Move aims to boost growth by simplifyng tax system
The government has scrapped controversial reforms to the tax status of self-employed workers in a move aimed at freeing up time and money for businesses.
The IR35 off-payroll tax rules for contractors will be repealed from 6 April next year, two years after they were first introduced in the private sector.
The decision was announced as part of new chancellor Kwasi Kwarteng’s first major economic intervention, which is focused on boosting growth by slashing taxes and regulation.
Treasury documents say that workers providing their services via an intermediary “will once again be responsible for determining their employment status and paying the appropriate amount of tax and National Insurance contributions.
“This will free up time and money for businesses that engage contractors, that could be put towards other priorities.”
It adds that the reforms will also minimise the risk that genuinely self-employed workers are impacted by the underlying off-payroll rules.

§ **Problems and tasks**:
1. Shorten the paragraph of the IR35 article that begins "The decision was announced," keeping its main facts.
2. From the IR35 article, extract the text starting with "Move aims to" and going on through "National Insurance contributions.".
The rows after this point have no connection to the IR35 article.

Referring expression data
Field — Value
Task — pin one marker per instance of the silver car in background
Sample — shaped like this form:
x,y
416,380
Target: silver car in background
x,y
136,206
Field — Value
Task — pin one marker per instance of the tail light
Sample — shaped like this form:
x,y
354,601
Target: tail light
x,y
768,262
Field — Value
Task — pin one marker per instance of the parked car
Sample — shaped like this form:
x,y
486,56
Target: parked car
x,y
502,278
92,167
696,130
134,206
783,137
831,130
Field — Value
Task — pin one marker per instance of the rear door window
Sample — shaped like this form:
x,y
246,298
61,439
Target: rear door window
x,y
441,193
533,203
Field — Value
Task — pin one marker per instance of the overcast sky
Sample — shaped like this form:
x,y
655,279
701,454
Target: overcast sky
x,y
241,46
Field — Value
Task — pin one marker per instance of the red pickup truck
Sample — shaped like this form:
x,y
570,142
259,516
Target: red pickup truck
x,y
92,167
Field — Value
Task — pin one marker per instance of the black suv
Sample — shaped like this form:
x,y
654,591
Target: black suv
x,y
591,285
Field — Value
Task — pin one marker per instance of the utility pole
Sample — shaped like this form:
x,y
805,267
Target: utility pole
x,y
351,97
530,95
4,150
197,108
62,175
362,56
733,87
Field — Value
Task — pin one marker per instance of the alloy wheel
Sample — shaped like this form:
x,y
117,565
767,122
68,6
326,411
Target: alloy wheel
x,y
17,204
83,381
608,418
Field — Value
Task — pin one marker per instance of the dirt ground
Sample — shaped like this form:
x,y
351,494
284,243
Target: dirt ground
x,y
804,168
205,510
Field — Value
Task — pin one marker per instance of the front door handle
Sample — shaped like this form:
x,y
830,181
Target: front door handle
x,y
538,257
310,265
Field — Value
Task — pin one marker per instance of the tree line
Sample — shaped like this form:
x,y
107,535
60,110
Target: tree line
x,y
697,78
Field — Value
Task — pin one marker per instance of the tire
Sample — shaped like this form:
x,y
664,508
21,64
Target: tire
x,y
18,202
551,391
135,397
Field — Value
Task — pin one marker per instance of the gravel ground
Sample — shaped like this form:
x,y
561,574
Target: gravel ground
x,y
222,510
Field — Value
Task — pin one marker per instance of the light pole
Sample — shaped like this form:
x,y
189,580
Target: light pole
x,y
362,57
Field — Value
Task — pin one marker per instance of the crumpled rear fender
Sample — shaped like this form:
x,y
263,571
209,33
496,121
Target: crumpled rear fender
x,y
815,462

§ **Results for the exercise**:
1. The decision formed part of new chancellor Kwasi Kwarteng's first major economic intervention, which aims to boost growth by cutting taxes and regulation.

2.
Move aims to boost growth by simplifyng tax system
The government has scrapped controversial reforms to the tax status of self-employed workers in a move aimed at freeing up time and money for businesses.
The IR35 off-payroll tax rules for contractors will be repealed from 6 April next year, two years after they were first introduced in the private sector.
The decision was announced as part of new chancellor Kwasi Kwarteng’s first major economic intervention, which is focused on boosting growth by slashing taxes and regulation.
Treasury documents say that workers providing their services via an intermediary “will once again be responsible for determining their employment status and paying the appropriate amount of tax and National Insurance contributions.